The Department of Justice has begun to investigate controversial stock trades by members of the Senate after receiving non-public briefings about the impending coronavirus pandemic, according to a new report.
CNN reported that the Federal Bureau of Investigation (FBI), which is coordinating its probe the Securities and Exchange Commission (SEC), has reached out to at least one member of Congress: Sen. Richard Burr, R-N.C. A legal expert told Salon those transactions "have the whiff of insider trading and of betrayal of the public trust — not to mention the public's health."
A lawyer for Burr, Alice Fisher, told the outlet that her client "welcomes a thorough review of the facts in this matter, which will establish that his actions were appropriate."
She added, "The law is clear that any American, including a senator, may participate in the stock market based on public information, as Senator Burr did. When this issue arose, Senator Burr immediately asked the Senate Ethics Committee to conduct a complete review, and he will cooperate with that review as well as any other appropriate inquiry."
As Burr publicly insisted that there was no reason to be concerned about the pandemic, he privately unloaded as much as $1.7 million in stocks from industries that would be hit hard by the pandemic.
Burr is not the only senator to face scrutiny over recent stock transactions. Sen. Kelly Loeffler, R-Ga., and her husband made a series of 27 stock sales after she began receiving private reports in January about the public health crisis, according to Senate records. The couple also bought shares in a company that sells telecommuting software, stock which has seen its value rise since the beginning of the pandemic. Loeffler, who has denied wrongdoing, is married to New York Stock Exchange Chairman Jeffrey Sprecher.

Dataset records:
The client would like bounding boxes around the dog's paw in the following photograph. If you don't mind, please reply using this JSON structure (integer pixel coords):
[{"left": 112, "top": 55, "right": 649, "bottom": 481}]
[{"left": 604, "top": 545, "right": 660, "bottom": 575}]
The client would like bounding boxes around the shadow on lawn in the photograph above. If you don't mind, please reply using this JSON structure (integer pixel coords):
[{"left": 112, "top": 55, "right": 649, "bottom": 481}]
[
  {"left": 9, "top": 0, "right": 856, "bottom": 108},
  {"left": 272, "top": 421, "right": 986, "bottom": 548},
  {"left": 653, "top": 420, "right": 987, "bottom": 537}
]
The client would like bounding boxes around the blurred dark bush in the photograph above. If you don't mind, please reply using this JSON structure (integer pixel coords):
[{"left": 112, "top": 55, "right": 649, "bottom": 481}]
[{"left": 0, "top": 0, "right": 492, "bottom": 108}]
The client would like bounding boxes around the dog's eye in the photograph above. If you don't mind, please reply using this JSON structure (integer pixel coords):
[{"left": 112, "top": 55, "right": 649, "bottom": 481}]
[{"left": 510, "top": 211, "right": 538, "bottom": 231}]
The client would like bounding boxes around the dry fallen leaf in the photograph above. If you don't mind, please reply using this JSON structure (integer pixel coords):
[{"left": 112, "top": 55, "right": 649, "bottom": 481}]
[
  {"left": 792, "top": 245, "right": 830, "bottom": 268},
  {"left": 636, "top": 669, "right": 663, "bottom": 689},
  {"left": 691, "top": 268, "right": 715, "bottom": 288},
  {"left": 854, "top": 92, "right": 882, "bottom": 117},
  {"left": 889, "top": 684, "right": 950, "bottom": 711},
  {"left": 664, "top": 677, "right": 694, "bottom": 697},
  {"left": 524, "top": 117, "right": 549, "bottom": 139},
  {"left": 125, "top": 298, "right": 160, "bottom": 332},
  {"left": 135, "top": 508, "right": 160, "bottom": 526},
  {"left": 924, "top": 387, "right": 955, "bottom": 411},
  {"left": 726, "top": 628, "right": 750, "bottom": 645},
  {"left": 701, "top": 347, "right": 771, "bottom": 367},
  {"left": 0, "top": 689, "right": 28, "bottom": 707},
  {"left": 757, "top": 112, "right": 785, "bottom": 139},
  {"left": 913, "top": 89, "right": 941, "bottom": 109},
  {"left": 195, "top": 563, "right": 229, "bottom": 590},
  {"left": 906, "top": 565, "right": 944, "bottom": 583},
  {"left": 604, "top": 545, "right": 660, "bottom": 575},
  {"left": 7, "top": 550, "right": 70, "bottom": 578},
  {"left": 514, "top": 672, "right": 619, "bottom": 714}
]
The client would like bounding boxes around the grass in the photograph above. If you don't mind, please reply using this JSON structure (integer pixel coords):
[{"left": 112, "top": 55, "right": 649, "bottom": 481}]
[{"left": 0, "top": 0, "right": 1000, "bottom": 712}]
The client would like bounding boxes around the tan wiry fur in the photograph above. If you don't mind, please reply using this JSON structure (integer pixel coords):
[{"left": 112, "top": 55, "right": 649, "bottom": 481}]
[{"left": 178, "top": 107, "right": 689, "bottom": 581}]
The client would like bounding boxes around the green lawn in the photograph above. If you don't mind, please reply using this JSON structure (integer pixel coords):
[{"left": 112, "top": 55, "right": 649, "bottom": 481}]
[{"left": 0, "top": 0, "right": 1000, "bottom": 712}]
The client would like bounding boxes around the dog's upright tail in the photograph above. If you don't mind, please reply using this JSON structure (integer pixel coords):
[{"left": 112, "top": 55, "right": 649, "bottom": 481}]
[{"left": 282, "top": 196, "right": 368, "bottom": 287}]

Task brief:
Extract the full article on the senators' stock trades, reproducing every sentence word for word. The rows come from a separate source and are unrelated to the article.

Solution to this exercise:
The Department of Justice has begun to investigate controversial stock trades by members of the Senate after receiving non-public briefings about the impending coronavirus pandemic, according to a new report.
CNN reported that the Federal Bureau of Investigation (FBI), which is coordinating its probe the Securities and Exchange Commission (SEC), has reached out to at least one member of Congress: Sen. Richard Burr, R-N.C. A legal expert told Salon those transactions "have the whiff of insider trading and of betrayal of the public trust — not to mention the public's health."
A lawyer for Burr, Alice Fisher, told the outlet that her client "welcomes a thorough review of the facts in this matter, which will establish that his actions were appropriate."
She added, "The law is clear that any American, including a senator, may participate in the stock market based on public information, as Senator Burr did. When this issue arose, Senator Burr immediately asked the Senate Ethics Committee to conduct a complete review, and he will cooperate with that review as well as any other appropriate inquiry."
As Burr publicly insisted that there was no reason to be concerned about the pandemic, he privately unloaded as much as $1.7 million in stocks from industries that would be hit hard by the pandemic.
Burr is not the only senator to face scrutiny over recent stock transactions. Sen. Kelly Loeffler, R-Ga., and her husband made a series of 27 stock sales after she began receiving private reports in January about the public health crisis, according to Senate records. The couple also bought shares in a company that sells telecommuting software, stock which has seen its value rise since the beginning of the pandemic. Loeffler, who has denied wrongdoing, is married to New York Stock Exchange Chairman Jeffrey Sprecher.